■ Exercise details ■
Copy out every one of the items below word for word, with no changes.

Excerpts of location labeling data

+ + +

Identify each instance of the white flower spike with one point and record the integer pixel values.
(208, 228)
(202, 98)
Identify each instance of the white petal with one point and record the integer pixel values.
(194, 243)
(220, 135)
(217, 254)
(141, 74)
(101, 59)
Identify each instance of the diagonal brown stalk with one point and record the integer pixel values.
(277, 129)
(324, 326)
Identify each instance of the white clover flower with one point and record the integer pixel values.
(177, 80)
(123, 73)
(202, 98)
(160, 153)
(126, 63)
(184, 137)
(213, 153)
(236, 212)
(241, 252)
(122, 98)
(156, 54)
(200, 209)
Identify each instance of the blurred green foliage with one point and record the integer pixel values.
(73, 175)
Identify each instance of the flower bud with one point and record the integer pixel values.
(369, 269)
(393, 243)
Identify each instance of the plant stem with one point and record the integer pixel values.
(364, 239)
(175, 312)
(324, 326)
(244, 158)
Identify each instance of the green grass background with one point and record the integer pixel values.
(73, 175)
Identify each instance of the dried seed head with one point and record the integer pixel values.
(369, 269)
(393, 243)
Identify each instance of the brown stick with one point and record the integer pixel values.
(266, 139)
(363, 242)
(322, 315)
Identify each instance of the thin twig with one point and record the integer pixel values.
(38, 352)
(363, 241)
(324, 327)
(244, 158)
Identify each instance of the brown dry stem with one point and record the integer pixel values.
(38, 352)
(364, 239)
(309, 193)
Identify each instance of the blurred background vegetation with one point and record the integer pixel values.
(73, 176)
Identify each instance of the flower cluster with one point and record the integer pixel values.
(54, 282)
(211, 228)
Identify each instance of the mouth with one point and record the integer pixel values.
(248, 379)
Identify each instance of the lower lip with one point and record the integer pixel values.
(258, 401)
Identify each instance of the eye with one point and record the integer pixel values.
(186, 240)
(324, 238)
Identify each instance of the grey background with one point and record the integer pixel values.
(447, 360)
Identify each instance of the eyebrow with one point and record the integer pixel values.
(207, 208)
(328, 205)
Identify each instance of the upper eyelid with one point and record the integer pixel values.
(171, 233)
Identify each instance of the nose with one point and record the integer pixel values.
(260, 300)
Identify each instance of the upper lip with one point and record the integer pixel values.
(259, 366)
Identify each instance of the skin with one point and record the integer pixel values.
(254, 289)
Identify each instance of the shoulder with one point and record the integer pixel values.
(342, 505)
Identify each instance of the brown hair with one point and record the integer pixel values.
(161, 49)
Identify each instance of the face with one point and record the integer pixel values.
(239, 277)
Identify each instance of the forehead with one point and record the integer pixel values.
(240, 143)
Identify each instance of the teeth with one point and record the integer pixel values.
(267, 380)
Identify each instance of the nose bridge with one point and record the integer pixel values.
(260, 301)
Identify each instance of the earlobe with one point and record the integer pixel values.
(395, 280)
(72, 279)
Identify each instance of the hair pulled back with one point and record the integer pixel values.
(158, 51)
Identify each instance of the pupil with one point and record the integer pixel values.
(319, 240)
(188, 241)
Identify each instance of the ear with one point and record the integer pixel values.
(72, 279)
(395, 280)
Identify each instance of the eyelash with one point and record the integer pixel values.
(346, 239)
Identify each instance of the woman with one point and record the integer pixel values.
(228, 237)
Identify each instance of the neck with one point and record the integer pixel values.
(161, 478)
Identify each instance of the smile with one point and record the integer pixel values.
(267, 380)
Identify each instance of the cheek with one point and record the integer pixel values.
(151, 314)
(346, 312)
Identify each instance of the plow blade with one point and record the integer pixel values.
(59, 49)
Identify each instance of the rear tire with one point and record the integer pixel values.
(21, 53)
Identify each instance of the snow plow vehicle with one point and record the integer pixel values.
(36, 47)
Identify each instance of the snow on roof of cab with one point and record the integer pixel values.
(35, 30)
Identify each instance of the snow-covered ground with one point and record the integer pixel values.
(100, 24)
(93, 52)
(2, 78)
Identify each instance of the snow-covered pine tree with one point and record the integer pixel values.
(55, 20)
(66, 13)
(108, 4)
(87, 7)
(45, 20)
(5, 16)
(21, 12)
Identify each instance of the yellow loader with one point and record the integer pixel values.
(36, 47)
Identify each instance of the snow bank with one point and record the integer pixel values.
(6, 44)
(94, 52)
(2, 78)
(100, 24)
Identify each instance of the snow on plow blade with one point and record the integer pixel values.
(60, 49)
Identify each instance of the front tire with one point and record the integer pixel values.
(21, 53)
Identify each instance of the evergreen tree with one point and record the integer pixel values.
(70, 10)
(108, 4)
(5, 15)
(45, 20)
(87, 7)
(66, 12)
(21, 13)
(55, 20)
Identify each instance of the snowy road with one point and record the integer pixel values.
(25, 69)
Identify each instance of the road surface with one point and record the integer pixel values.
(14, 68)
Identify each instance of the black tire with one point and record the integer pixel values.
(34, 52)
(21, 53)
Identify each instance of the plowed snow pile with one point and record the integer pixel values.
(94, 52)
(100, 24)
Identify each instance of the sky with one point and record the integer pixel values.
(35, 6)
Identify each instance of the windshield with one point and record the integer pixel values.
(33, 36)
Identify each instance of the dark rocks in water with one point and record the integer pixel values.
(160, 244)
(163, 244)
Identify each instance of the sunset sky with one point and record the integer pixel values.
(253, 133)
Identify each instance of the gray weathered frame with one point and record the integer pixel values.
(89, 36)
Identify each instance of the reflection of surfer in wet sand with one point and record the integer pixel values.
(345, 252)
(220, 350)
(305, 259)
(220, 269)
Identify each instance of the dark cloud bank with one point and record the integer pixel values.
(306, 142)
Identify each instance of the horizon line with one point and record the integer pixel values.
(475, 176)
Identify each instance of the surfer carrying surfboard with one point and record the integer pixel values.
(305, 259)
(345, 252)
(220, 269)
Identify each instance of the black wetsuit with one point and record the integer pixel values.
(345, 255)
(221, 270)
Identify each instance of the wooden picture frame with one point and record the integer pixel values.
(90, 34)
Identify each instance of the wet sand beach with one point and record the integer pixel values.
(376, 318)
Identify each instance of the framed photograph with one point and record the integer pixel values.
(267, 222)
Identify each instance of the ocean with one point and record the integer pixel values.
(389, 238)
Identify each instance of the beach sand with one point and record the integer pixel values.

+ + +

■ Exercise response ■
Identify each instance of the white flower spike with one point and record the integer pixel values.
(208, 228)
(202, 98)
Identify each instance of the white petal with one point and record the integer pixel values.
(194, 243)
(220, 135)
(217, 254)
(141, 74)
(101, 59)
Identify each instance of the diagonal brown stalk with one point and record the integer pixel values.
(277, 129)
(324, 326)
Identify each instance of the white clover flower with one point and record the integer pixel values.
(177, 80)
(123, 73)
(202, 98)
(160, 153)
(126, 63)
(184, 137)
(213, 153)
(236, 212)
(241, 252)
(122, 98)
(156, 54)
(200, 209)
Identify each instance of the blurred green foliage with one point and record the integer pixel values.
(73, 175)
Identify each instance of the flower bud with one point and record the integer pixel values.
(369, 269)
(393, 243)
Identify each instance of the plant stem with one point and record the integer pixel values.
(364, 239)
(175, 312)
(324, 326)
(244, 158)
Identify each instance of the green grass background with one point and record the integer pixel values.
(73, 175)
Identify each instance of the dried seed head with one point and record the integer pixel values.
(369, 269)
(393, 243)
Identify each instance of the brown stick with one point and record the integer pixel values.
(266, 139)
(363, 242)
(322, 315)
Identify each instance of the thin twig with one point and record the integer pixel values.
(38, 352)
(363, 241)
(324, 327)
(244, 158)
Identify each instance of the brown dry stem with one point and record the integer pixel values.
(38, 352)
(364, 239)
(309, 193)
Identify each instance of the blurred background vegetation with one point and record the integer pixel values.
(73, 176)
Identify each instance of the flower cluster with one point and record the integer pixel values.
(54, 282)
(211, 228)
Identify each instance of the mouth with one point and record the integer pixel values.
(248, 379)
Identify each instance of the lower lip with one point and record the integer pixel values.
(258, 401)
Identify each instance of the eye with one point and record the integer pixel values.
(186, 240)
(324, 238)
Identify each instance of the grey background with one point and record the integer pixel values.
(447, 360)
Identify each instance of the eyebrow with one point and record the integer pixel values.
(207, 208)
(328, 205)
Identify each instance of the upper eyelid with one point and record the integer pixel values.
(171, 233)
Identify each instance of the nose with one point and record the integer pixel values.
(260, 300)
Identify each instance of the upper lip with one point and record the integer pixel values.
(259, 366)
Identify each instance of the skin with one point and record the integer pixel values.
(254, 289)
Identify each instance of the shoulder with one point and record the integer pixel values.
(342, 505)
Identify each instance of the brown hair with one point and record the integer pixel values.
(161, 49)
Identify each instance of the face with one point and record the integer pixel values.
(239, 277)
Identify each instance of the forehead with one point and record the integer pixel values.
(240, 143)
Identify each instance of the teeth with one point and record the integer pixel values.
(267, 380)
Identify each instance of the nose bridge with one point and record the integer pixel values.
(260, 301)
Identify each instance of the earlobe with one point and record the integer pixel values.
(395, 280)
(72, 279)
Identify each instance of the hair pulled back with one point and record the integer pixel values.
(158, 51)
Identify each instance of the pupil with one point and record the integer pixel values.
(319, 240)
(188, 241)
Identify each instance of the ear with one point and record the integer pixel values.
(72, 279)
(395, 280)
Identify each instance of the eyelash with one point and record the integer pixel values.
(346, 239)
Identify each instance of the woman with one point and record the integer pixel values.
(228, 237)
Identify each instance of the neck with one point and record the integer pixel values.
(161, 478)
Identify each instance of the smile with one point and record the integer pixel values.
(267, 380)
Identify each instance of the cheek with one point and record the integer pixel values.
(151, 314)
(346, 312)
Identify each instance of the plow blade with one point and record the integer pixel values.
(59, 49)
Identify each instance of the rear tire with one point and record the integer pixel values.
(21, 53)
Identify each instance of the snow plow vehicle with one point and record the integer pixel values.
(36, 47)
Identify each instance of the snow on roof of cab with one point and record the integer pixel values.
(35, 30)
Identify each instance of the snow-covered ground with one point and record the integer pixel values.
(100, 24)
(93, 52)
(2, 78)
Identify each instance of the snow-covered pine tree with one point and record the integer pixel values.
(55, 20)
(66, 13)
(108, 4)
(87, 7)
(45, 20)
(5, 16)
(21, 12)
Identify each instance of the yellow loader with one point and record the integer pixel values.
(36, 47)
Identify each instance of the snow bank with one point and record the integer pixel values.
(6, 44)
(94, 52)
(2, 78)
(100, 24)
Identify each instance of the snow on plow blade with one point and record the integer pixel values.
(60, 49)
Identify each instance of the front tire with one point and record the integer pixel values.
(21, 53)
Identify each instance of the evergreen tree with one point and record the integer pixel values.
(70, 10)
(108, 4)
(5, 15)
(45, 20)
(87, 7)
(66, 12)
(21, 13)
(55, 20)
Identify each instance of the snowy road with one point and record the integer pixel values.
(25, 69)
Identify each instance of the road surface with one point and record the integer pixel values.
(14, 68)
Identify each instance of the black tire with one point and record the integer pixel values.
(34, 52)
(21, 53)
Identify each instance of the plowed snow pile with one point and record the integer pixel values.
(94, 52)
(100, 24)
Identify each instance of the sky with one point and record the integer pixel values.
(35, 6)
Identify each instance of the windshield with one point and record the integer pixel values.
(33, 36)
Identify each instance of the dark rocks in water with one point and record the integer pixel values.
(160, 244)
(163, 244)
Identify each instance of the sunset sky with one point and record the integer pixel values.
(253, 133)
Identify each instance of the gray weathered frame with one point and record the integer pixel values.
(89, 36)
Identify each instance of the reflection of surfer in wet sand with one point and record the integer pixel values.
(345, 252)
(220, 350)
(305, 259)
(220, 269)
Identify each instance of the dark cloud bank with one point and record the integer pixel values.
(306, 142)
Identify each instance of the horizon line with one point and record the integer pixel values.
(475, 176)
Identify each instance of the surfer carrying surfboard with one point and record the integer pixel values.
(305, 259)
(345, 252)
(220, 269)
Identify each instance of the black wetsuit with one point and record the integer pixel values.
(345, 255)
(221, 270)
Identify each instance of the wooden picture frame with one point and record the integer pixel values.
(90, 34)
Identify each instance of the wet sand beach with one point and record the integer pixel values.
(376, 318)
Identify each instance of the framed photograph with one point and record the integer pixel values.
(267, 222)
Identify each instance of the ocean with one point and record the integer pixel values.
(389, 238)
Identify each instance of the beach sand with one point and record the integer pixel values.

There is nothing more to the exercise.